**What is being asked**
Reproduce all of the data below word for word, line by line.

Start of Given records

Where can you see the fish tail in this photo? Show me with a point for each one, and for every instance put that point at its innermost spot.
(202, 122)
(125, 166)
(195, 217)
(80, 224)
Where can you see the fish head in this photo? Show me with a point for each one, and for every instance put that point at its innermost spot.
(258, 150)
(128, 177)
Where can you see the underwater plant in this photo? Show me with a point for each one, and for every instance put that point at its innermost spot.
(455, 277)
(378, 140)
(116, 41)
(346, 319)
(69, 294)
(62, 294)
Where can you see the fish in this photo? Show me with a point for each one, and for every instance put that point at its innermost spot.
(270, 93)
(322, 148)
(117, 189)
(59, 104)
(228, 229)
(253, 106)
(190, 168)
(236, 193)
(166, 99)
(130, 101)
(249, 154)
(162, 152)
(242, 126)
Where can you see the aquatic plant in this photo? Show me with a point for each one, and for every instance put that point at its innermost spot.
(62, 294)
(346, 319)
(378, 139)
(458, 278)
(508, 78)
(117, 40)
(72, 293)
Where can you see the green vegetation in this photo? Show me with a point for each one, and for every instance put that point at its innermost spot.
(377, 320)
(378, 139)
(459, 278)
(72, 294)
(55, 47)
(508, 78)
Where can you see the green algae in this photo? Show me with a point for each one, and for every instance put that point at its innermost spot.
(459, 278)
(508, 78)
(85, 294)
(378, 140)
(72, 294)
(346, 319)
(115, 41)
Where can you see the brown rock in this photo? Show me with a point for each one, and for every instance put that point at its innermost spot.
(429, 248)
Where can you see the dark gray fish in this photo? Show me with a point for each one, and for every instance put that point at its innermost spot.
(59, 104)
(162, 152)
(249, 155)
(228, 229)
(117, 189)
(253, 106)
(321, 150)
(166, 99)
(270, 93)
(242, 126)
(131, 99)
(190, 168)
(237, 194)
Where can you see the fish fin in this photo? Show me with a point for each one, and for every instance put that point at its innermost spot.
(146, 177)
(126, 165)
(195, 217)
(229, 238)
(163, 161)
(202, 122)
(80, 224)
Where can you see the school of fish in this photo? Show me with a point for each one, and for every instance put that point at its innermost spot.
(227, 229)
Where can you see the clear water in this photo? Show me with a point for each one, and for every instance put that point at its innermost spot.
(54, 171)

End of Given records

**Task output**
Where can you see the fish tail in this photo? Show me with a point for each one, and for every instance put that point at its innermost spot.
(202, 122)
(125, 166)
(195, 217)
(80, 224)
Where can you see the fish head in this photo? Show me with a point for each one, and for every instance put that point at its innermost spot.
(258, 150)
(128, 177)
Where can you see the underwater plant in this photo? Show me with a point for each one, and for every instance put that point at its innermost spot.
(455, 277)
(378, 140)
(116, 41)
(346, 319)
(69, 294)
(62, 294)
Where can you see the fish in this photo? Show me with a point for each one, and for every instance put that point at its innermost spot.
(270, 93)
(322, 148)
(117, 189)
(59, 104)
(228, 229)
(253, 106)
(190, 168)
(236, 193)
(166, 99)
(130, 101)
(249, 154)
(162, 152)
(242, 126)
Where can you see the aquatic plant in this photo? Show me with a point for each one, and for every instance put that point at its innermost spot.
(62, 294)
(346, 319)
(378, 139)
(458, 278)
(508, 78)
(117, 40)
(72, 293)
Where can you see the green vegetation in this photo? Show me with a point for each one, and for every instance put that point at its innermost spot.
(377, 320)
(378, 139)
(459, 278)
(72, 294)
(55, 47)
(508, 78)
Where can you see the green algae in this photo? Show me with a point for each one, and for every instance put that point at its innermost spot.
(459, 278)
(508, 78)
(85, 294)
(378, 140)
(72, 294)
(346, 319)
(115, 41)
Where can you see the brown rock in this photo? Show me with a point for each one, and for every instance put that point at its innermost spot.
(429, 248)
Where can you see the dark gray fish in this photo? Show me with a point for each one, and for every instance put that point at its innermost spot.
(59, 104)
(162, 152)
(249, 155)
(228, 229)
(117, 189)
(253, 106)
(321, 150)
(166, 99)
(270, 93)
(242, 126)
(131, 99)
(190, 168)
(237, 194)
Where can you see the fish fin in this photo? Show me with a point for each one, and for every instance put that point at its innermost spot.
(146, 177)
(126, 165)
(195, 217)
(229, 238)
(163, 161)
(202, 122)
(80, 224)
Where can you see the school of fish in this photo? Show me with a point for each one, and for every instance put that point at its innermost spot.
(227, 229)
Where can you see the clear water in this photo? Show me with a point for each one, and for every instance put that point at its innermost spot.
(54, 171)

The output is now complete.